Assigned task:
Retype all of the data shown below, keeping every character the same.
########################################
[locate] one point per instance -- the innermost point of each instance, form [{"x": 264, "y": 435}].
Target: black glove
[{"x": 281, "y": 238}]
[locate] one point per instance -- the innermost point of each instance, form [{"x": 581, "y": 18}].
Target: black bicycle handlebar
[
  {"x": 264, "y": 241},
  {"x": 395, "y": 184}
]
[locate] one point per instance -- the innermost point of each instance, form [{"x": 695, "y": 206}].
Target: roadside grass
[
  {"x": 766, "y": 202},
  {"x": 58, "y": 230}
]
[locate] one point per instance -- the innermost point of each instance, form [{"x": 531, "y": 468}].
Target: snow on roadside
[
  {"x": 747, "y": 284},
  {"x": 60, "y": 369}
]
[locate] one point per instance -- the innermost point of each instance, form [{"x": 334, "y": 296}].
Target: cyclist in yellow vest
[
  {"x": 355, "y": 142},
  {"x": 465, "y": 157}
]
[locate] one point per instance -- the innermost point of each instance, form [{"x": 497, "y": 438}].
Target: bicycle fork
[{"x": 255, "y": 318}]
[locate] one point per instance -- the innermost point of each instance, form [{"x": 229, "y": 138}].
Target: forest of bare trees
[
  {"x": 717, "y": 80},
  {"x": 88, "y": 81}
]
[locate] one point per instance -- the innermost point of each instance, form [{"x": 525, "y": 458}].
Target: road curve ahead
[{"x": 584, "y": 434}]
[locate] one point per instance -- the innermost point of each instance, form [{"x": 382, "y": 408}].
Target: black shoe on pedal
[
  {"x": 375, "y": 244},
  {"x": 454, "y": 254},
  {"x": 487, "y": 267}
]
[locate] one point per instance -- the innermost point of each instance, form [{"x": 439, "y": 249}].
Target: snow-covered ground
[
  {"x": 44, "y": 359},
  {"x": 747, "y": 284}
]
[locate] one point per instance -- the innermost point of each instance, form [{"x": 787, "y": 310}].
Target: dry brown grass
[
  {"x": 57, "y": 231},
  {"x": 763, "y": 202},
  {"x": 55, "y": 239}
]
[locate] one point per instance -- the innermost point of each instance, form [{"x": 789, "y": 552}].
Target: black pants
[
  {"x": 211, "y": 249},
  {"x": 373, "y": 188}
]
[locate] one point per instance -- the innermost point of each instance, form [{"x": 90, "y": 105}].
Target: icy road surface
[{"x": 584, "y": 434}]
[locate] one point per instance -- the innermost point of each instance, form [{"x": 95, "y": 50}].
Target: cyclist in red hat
########################################
Response box:
[locate] one point per instance -- the innermost point of each instance, form [{"x": 264, "y": 435}].
Target: black glove
[{"x": 281, "y": 238}]
[locate] one point per instance -- the innermost point of each instance, form [{"x": 581, "y": 18}].
Target: black bicycle handlebar
[
  {"x": 264, "y": 241},
  {"x": 395, "y": 184}
]
[locate] one point per instance -- the innermost point of each instance, form [{"x": 695, "y": 206}].
Target: roadside grass
[
  {"x": 766, "y": 202},
  {"x": 58, "y": 230}
]
[locate] one point per instance -- the innermost point of each instance, form [{"x": 531, "y": 468}].
Target: snow on roadside
[
  {"x": 747, "y": 284},
  {"x": 60, "y": 369}
]
[locate] one point per instance -- the innermost point of each instance, form [{"x": 334, "y": 296}].
Target: cyclist in yellow vest
[
  {"x": 355, "y": 142},
  {"x": 465, "y": 157}
]
[locate] one point per instance -- the innermost point of each instance, form [{"x": 497, "y": 438}].
Target: bicycle fork
[{"x": 255, "y": 318}]
[locate] one point per instance -- the innermost point of each instance, form [{"x": 229, "y": 138}].
Target: forest of bare trees
[
  {"x": 717, "y": 80},
  {"x": 88, "y": 81}
]
[locate] one point per instance -- the innermost point of each instance, form [{"x": 525, "y": 458}].
Target: road curve ahead
[{"x": 584, "y": 434}]
[locate] one point per instance -- the innermost point of each instance, form [{"x": 382, "y": 408}].
Target: black shoe on pedal
[
  {"x": 375, "y": 244},
  {"x": 454, "y": 254},
  {"x": 487, "y": 267}
]
[locate] one point per instance -- the innermost point of each instance, form [{"x": 439, "y": 249}].
Target: snow-covered ground
[
  {"x": 44, "y": 359},
  {"x": 747, "y": 284}
]
[locate] one point per instance -- the innermost point of each instance, form [{"x": 787, "y": 310}].
Target: dry brown grass
[
  {"x": 57, "y": 231},
  {"x": 763, "y": 202},
  {"x": 55, "y": 239}
]
[locate] one point per instance -- the innermost point of each instance, form [{"x": 789, "y": 552}].
Target: black pants
[
  {"x": 211, "y": 249},
  {"x": 373, "y": 188}
]
[locate] one point per instance -- the innermost point of each instance, form [{"x": 90, "y": 105}].
Target: icy road surface
[{"x": 584, "y": 434}]
[locate] one point per instance -- the innermost point of each instance, form [{"x": 95, "y": 50}].
Target: cyclist in red hat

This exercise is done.